To be done:
From the material below, pick out every line that contains the word "handrail" and copy each one.

The records:

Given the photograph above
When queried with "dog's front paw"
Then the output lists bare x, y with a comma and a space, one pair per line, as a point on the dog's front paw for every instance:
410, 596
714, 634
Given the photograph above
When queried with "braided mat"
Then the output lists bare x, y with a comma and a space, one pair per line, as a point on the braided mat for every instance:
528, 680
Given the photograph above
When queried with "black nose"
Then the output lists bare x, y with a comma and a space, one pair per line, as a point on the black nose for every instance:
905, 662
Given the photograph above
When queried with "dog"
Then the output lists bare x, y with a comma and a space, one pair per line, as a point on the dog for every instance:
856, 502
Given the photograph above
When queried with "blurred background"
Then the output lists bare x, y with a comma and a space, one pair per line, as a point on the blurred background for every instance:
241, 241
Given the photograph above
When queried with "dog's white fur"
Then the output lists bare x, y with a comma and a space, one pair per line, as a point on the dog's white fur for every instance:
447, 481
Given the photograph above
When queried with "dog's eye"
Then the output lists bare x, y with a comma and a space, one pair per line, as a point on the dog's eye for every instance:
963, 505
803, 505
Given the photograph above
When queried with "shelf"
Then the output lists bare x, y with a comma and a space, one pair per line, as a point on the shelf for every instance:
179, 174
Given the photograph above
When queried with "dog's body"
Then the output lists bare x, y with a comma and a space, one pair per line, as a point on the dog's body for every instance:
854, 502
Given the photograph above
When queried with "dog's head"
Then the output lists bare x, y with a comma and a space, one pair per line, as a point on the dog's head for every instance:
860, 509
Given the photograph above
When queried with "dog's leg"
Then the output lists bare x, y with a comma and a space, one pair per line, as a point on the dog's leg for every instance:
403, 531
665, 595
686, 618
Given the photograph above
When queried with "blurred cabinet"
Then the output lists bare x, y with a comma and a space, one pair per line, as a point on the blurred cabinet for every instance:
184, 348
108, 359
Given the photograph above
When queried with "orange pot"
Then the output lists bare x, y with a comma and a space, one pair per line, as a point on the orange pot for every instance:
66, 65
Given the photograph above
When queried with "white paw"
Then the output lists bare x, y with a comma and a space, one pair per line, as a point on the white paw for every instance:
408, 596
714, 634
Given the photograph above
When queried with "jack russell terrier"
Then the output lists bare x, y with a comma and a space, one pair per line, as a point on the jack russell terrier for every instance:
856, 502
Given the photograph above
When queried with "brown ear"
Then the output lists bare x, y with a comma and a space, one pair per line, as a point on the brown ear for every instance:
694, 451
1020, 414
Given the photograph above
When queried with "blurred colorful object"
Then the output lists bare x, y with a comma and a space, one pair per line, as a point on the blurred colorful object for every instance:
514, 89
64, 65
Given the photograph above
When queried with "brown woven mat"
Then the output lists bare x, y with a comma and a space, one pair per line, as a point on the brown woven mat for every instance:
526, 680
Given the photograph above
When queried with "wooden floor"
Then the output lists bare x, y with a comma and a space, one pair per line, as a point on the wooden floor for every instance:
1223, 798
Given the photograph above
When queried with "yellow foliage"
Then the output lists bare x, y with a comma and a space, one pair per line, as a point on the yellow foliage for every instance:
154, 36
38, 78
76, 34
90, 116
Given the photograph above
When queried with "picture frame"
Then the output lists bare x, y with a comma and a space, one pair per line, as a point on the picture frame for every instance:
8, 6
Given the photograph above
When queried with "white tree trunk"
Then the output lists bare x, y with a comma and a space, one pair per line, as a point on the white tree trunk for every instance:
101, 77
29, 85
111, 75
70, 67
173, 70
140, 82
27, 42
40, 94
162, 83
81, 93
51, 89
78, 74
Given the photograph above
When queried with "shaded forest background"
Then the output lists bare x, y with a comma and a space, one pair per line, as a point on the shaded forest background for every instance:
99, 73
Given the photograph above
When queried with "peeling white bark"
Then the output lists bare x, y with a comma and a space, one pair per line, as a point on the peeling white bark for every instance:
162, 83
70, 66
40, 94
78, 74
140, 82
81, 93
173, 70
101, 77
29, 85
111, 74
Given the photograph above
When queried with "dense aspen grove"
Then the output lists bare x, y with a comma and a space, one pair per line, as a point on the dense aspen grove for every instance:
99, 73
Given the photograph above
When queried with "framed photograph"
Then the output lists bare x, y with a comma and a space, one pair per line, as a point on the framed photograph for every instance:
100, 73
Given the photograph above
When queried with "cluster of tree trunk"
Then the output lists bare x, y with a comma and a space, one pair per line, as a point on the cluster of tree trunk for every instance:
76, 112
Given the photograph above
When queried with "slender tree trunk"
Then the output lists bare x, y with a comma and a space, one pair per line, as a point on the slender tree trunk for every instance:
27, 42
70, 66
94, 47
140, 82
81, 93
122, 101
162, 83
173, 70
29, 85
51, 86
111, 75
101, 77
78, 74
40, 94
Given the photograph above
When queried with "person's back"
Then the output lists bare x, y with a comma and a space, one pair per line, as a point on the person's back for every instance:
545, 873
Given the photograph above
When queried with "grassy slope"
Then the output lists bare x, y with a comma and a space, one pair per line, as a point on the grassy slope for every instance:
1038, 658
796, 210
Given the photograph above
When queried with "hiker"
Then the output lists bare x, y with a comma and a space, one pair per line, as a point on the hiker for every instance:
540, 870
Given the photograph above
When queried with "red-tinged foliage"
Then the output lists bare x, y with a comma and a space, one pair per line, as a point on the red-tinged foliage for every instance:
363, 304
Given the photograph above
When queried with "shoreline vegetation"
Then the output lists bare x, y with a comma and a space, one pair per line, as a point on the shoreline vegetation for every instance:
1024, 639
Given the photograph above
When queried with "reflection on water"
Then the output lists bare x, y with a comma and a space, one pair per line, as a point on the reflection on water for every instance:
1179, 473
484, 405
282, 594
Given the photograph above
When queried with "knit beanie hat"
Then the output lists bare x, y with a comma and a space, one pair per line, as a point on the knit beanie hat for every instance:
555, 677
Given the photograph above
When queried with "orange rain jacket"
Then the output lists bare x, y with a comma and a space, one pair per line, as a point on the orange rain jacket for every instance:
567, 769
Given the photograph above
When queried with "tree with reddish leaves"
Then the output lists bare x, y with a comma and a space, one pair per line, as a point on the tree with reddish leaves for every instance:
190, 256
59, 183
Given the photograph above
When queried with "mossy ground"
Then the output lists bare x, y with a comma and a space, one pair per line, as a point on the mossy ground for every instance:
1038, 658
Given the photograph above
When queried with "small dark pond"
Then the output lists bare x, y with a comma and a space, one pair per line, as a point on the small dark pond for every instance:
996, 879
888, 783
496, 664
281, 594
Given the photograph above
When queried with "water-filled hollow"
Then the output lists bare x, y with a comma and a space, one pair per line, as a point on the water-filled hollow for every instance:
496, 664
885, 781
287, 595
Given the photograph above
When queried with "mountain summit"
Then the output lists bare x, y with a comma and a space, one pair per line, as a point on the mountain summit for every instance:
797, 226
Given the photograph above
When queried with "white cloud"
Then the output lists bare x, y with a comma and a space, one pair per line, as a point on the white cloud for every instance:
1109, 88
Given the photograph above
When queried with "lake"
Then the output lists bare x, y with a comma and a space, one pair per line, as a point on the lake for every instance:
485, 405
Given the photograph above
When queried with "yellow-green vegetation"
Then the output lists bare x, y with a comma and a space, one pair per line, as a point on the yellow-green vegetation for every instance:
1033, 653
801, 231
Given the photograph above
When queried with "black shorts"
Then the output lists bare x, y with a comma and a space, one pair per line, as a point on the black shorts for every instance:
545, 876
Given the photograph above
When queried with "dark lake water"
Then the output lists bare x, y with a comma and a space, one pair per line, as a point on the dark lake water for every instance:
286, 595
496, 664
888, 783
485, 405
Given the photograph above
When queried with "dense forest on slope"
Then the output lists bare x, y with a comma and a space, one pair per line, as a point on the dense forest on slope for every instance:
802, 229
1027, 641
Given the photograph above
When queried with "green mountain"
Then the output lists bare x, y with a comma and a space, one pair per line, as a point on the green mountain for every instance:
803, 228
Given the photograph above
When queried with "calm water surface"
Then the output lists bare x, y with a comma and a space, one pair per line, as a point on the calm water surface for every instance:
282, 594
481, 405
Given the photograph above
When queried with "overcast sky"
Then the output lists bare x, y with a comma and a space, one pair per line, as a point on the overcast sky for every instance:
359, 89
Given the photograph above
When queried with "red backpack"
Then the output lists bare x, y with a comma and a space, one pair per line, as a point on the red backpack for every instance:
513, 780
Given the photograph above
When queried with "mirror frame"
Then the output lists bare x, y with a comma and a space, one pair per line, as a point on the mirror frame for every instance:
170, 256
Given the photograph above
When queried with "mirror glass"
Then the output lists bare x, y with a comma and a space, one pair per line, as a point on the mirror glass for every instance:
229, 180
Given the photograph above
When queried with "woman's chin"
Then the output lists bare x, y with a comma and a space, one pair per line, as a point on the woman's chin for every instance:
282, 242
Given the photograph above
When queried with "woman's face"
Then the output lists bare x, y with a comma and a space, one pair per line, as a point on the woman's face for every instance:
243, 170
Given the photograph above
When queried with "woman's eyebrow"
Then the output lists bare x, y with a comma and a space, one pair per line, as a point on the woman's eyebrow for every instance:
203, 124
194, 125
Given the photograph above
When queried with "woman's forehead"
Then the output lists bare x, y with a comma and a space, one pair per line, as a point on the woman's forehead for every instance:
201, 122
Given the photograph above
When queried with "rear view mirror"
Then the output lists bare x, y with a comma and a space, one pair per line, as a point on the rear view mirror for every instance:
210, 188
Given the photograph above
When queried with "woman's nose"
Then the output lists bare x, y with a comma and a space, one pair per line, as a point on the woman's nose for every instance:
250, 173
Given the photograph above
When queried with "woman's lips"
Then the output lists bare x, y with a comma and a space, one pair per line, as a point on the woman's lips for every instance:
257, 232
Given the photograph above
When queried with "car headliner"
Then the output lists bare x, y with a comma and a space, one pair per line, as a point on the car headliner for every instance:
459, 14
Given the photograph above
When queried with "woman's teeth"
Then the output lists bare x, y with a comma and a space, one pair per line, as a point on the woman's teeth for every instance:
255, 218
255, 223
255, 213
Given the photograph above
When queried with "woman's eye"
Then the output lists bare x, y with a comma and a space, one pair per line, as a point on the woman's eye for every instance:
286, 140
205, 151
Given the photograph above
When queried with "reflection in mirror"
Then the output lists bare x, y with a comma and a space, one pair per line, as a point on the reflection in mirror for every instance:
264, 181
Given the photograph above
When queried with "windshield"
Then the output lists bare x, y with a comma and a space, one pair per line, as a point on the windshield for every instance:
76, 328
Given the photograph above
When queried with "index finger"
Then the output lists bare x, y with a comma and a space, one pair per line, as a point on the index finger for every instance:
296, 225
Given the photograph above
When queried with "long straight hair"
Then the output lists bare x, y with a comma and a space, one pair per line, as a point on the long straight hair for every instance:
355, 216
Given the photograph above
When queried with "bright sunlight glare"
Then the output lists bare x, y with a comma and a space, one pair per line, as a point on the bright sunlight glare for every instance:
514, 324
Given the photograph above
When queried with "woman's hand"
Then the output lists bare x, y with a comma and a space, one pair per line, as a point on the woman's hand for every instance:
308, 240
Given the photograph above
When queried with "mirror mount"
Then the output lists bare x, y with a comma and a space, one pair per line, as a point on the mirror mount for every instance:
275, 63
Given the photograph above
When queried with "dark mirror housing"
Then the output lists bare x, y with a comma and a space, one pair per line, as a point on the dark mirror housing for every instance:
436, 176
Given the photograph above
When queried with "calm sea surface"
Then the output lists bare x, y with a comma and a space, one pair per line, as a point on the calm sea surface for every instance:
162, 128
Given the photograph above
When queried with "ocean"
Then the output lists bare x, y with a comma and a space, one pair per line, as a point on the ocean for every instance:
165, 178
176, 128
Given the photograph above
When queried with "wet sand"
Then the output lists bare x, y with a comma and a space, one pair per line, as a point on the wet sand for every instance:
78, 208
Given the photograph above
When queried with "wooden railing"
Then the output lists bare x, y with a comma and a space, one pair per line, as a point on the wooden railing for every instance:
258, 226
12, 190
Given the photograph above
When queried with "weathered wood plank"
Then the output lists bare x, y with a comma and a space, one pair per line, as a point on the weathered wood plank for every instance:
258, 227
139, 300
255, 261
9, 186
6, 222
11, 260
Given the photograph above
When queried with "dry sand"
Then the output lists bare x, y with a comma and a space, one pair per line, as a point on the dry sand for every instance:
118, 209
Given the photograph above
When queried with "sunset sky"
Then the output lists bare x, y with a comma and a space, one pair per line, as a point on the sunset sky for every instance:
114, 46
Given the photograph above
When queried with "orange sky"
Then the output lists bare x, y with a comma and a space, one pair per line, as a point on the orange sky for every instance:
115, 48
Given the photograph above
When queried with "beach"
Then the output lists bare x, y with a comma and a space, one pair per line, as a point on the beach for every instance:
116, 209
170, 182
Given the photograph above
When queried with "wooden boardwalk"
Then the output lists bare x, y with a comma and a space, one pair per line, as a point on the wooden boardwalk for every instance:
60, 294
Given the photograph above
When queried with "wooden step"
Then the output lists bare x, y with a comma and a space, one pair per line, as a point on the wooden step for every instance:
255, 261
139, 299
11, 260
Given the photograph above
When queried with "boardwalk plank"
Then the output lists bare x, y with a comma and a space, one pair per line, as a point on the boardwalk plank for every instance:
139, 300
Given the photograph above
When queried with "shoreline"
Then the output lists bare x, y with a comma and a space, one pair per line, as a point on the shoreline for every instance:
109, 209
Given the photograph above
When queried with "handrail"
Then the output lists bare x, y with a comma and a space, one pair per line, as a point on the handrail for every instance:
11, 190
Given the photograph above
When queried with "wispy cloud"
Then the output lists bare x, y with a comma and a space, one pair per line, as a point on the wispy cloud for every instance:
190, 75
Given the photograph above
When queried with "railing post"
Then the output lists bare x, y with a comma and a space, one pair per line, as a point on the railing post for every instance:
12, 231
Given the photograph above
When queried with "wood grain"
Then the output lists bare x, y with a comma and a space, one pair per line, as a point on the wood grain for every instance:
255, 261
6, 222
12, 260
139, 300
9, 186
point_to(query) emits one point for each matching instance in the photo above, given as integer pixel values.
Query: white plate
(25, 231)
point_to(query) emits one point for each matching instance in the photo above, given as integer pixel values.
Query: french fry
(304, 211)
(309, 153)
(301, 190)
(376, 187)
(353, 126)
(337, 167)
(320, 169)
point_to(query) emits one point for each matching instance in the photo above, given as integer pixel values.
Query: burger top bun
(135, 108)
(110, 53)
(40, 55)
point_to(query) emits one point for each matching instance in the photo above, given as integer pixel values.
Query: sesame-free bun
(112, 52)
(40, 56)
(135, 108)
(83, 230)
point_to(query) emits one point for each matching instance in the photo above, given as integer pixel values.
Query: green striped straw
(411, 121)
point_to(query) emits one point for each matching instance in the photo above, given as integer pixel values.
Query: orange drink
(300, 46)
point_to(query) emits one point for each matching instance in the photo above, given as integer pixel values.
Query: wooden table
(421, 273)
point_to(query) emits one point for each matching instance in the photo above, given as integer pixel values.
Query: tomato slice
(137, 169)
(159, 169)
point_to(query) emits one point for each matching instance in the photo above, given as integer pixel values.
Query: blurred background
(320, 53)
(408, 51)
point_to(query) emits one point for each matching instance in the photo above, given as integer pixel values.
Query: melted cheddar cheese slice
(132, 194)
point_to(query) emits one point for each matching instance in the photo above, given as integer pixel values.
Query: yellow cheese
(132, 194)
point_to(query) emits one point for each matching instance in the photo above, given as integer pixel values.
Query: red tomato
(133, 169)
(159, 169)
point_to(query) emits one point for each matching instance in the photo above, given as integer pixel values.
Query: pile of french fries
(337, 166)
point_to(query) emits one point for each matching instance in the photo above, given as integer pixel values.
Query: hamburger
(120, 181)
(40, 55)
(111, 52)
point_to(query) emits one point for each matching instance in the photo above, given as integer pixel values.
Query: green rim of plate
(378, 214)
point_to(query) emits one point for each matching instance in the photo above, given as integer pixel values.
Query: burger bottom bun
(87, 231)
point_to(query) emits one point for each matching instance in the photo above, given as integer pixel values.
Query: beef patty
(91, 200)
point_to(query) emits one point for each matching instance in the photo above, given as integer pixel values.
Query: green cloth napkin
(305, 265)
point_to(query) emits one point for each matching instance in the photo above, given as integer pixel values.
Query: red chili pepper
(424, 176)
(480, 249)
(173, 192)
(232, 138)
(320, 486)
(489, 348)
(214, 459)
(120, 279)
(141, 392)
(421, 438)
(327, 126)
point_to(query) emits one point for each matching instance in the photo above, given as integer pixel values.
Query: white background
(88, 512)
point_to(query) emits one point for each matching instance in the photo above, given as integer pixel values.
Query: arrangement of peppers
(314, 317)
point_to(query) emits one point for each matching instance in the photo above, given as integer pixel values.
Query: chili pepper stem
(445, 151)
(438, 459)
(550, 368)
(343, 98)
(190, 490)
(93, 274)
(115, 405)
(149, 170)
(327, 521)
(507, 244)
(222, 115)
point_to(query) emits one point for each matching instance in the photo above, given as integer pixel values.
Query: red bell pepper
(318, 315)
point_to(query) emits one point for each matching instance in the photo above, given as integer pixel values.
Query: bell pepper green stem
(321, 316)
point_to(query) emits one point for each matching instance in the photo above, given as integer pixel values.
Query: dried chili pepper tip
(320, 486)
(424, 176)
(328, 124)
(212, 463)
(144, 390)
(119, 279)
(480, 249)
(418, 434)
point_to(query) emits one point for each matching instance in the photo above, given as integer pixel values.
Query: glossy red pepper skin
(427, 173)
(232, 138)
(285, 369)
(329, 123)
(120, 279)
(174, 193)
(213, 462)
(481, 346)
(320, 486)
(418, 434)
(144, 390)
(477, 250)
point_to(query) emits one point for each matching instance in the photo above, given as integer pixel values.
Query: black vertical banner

Finished answer:
When queried with "handrail"
Then the output lists bare x, y with a comma and a space, one pair per line, as a point on the handrail for every instance:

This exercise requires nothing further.